● Instructions to follow:
Rewrite the records from the line with "Practice step: locate the textured" to the line with "(846, 1067)", both lines included, and change every pixel coordinate in the answers by -81. Leave the rest of each line unchanged.

------ Materials provided ------

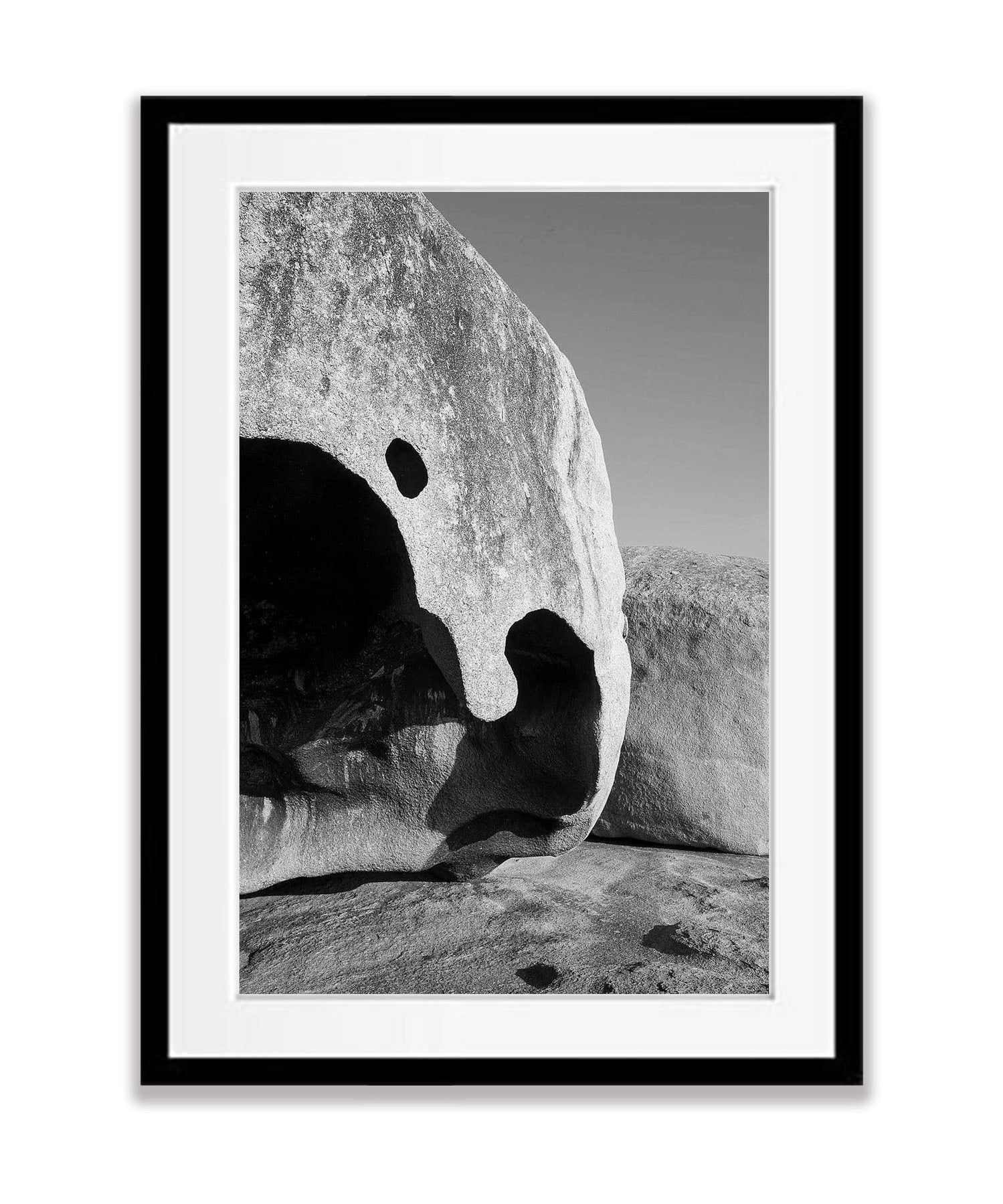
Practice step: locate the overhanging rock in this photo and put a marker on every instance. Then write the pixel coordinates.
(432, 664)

------
------ Materials provided ------

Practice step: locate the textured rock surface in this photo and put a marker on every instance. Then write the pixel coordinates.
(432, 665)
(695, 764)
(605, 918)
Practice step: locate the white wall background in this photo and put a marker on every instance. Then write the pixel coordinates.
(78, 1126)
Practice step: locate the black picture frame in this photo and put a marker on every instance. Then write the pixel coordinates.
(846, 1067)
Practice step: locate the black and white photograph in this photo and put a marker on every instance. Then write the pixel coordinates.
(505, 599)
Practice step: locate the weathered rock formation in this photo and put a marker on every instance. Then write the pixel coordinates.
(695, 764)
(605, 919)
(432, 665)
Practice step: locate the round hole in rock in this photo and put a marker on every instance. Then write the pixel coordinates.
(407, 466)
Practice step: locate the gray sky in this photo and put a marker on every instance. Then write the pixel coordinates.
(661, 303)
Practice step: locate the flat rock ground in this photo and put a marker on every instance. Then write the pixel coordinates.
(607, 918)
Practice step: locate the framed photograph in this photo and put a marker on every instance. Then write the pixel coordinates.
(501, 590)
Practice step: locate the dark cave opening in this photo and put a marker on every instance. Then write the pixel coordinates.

------
------ Materials provided ------

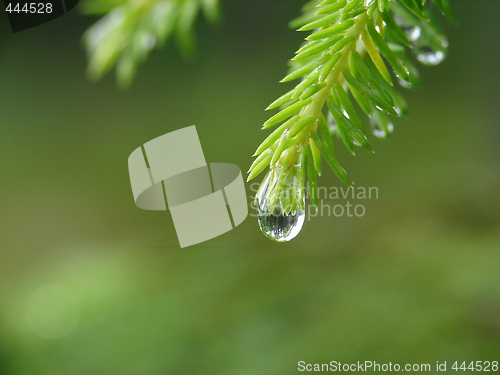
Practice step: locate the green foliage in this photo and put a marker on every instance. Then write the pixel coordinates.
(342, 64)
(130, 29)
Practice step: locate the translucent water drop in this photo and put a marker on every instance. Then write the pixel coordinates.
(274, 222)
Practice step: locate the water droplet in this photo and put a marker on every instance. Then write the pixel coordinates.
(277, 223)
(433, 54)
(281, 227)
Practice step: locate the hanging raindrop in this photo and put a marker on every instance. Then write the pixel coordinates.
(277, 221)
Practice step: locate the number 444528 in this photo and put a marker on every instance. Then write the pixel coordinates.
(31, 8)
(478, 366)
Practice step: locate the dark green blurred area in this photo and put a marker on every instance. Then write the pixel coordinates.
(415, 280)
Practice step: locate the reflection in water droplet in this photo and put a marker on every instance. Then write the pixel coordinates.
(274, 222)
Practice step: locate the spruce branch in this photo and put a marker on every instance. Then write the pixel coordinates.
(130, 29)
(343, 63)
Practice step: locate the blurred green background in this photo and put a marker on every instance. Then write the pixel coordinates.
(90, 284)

------

● Answer to the task:
Practice step: locate the textured rock surface in this photo and put a marker on every instance. Then write the pixel coordinates.
(351, 584)
(614, 683)
(524, 837)
Practice step: locate the white wall background in this photo and put a marker on every instance. Then write the pixel coordinates.
(-3, 1045)
Practice step: locate the black picture frame in this photo and put a marker on every instance. Then write the pixel coordinates.
(765, 986)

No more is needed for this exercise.